— Task brief —
Among these entries, how many lines contain "shrub"? Say the number and nothing else.

Source data
*** Begin section ***

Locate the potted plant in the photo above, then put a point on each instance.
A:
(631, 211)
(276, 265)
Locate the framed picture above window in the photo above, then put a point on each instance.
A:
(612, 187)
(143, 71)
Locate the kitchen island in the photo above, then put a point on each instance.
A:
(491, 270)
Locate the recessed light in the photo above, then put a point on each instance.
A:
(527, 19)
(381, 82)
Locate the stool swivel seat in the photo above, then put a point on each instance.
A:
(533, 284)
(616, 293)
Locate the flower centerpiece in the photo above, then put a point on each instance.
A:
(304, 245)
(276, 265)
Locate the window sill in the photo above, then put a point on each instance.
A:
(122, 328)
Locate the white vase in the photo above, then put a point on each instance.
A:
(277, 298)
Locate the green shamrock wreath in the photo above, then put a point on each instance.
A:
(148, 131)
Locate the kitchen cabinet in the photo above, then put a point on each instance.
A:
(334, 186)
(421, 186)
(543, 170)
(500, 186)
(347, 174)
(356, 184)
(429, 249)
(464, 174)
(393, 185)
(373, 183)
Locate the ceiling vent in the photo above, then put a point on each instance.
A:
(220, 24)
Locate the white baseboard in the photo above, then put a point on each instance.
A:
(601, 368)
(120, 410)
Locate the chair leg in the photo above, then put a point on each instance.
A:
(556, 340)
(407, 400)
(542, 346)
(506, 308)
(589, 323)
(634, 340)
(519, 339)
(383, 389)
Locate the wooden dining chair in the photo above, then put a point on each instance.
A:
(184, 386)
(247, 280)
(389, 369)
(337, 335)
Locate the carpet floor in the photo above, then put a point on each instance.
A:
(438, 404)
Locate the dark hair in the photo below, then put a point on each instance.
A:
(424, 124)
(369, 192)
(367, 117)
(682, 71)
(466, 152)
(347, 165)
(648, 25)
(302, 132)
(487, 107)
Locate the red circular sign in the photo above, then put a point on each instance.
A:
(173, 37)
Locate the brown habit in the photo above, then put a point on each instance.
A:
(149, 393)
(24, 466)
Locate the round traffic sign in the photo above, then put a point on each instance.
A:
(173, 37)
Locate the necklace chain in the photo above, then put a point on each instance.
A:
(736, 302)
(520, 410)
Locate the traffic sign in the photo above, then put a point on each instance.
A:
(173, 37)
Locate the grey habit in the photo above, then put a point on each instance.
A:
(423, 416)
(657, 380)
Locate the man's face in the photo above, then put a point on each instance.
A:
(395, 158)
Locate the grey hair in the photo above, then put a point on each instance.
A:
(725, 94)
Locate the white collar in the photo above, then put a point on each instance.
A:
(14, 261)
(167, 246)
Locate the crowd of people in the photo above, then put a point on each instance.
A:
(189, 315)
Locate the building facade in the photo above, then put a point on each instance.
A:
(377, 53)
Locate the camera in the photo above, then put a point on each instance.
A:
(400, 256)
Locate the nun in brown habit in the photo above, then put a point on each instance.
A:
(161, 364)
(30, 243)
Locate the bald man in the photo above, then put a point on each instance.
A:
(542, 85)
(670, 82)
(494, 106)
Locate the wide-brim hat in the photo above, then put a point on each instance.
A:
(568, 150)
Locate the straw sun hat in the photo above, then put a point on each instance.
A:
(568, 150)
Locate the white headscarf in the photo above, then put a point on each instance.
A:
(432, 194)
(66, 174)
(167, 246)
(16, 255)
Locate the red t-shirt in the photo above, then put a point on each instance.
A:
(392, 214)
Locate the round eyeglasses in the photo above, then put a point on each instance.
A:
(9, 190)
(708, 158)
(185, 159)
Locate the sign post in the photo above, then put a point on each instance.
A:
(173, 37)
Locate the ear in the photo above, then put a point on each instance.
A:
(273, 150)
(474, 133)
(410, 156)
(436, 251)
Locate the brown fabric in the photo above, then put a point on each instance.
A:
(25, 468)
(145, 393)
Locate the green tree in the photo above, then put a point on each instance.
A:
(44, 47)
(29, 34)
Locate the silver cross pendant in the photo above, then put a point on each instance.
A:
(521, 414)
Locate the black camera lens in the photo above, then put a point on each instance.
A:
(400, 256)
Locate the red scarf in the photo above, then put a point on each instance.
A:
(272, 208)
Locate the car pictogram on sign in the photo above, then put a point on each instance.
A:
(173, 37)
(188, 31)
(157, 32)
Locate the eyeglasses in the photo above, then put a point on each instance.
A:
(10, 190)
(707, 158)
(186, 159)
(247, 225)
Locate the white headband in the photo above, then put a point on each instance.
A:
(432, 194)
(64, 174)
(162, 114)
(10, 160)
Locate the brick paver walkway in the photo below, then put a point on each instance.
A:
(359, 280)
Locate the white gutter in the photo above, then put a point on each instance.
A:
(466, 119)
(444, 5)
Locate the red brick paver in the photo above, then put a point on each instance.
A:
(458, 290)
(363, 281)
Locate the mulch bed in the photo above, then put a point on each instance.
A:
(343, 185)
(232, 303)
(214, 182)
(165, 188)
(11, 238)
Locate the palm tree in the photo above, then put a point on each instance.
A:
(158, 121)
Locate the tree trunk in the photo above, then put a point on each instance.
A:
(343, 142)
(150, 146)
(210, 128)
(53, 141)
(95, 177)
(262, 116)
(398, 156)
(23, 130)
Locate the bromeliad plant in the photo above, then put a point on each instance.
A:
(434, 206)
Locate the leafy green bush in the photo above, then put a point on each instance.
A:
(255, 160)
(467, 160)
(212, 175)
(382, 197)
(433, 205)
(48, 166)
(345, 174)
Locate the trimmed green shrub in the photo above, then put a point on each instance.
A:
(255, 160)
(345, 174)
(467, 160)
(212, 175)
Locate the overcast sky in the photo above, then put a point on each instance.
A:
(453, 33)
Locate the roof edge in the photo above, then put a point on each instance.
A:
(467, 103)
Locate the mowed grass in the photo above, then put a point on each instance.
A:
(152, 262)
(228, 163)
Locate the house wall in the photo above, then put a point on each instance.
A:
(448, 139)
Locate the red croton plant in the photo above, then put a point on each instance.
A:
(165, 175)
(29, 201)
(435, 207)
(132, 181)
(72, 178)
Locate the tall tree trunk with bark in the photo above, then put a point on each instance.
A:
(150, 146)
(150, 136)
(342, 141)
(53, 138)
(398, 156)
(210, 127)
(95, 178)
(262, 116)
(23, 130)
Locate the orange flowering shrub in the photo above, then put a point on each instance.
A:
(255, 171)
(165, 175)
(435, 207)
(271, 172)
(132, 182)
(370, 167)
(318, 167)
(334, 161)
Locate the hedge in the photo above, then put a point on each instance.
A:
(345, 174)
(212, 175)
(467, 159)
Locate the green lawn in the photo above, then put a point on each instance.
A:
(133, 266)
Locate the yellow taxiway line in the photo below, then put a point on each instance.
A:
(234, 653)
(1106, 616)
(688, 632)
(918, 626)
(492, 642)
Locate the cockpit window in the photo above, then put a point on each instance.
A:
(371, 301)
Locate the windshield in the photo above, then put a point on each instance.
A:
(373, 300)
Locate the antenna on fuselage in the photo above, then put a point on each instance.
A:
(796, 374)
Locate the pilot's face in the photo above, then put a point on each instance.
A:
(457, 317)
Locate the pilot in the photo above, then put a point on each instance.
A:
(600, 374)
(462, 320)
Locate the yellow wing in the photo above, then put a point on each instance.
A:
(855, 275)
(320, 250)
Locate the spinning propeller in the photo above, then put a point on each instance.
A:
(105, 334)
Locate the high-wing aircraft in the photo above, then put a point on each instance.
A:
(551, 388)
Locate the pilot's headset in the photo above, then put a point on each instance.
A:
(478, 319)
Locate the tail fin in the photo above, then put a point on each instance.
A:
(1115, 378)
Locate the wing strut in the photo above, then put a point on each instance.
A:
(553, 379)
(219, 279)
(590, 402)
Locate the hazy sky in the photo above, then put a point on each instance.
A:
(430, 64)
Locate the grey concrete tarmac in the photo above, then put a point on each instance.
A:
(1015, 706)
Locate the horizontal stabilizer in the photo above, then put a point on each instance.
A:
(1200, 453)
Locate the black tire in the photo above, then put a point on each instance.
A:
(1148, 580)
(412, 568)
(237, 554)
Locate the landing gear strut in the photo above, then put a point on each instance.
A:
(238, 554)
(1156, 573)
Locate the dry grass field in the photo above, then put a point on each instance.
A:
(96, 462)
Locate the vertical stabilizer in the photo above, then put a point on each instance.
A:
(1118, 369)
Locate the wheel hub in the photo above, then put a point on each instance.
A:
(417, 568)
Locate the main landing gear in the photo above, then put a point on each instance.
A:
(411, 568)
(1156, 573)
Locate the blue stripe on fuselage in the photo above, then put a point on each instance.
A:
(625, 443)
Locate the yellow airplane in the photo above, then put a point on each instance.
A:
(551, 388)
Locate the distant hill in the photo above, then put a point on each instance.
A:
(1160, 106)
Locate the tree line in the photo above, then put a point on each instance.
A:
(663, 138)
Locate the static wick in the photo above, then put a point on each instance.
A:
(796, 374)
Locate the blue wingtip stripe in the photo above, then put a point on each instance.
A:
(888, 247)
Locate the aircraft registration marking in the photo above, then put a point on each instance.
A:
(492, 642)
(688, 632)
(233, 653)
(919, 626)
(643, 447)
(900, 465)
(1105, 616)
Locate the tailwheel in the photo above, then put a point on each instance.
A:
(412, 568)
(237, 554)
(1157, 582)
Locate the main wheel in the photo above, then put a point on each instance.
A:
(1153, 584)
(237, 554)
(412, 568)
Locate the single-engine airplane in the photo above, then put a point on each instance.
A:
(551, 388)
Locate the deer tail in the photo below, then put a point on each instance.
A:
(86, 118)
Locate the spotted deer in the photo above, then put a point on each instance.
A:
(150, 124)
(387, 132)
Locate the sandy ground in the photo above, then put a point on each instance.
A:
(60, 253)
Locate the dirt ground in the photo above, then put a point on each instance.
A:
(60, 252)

*** End section ***

— Your solution —
2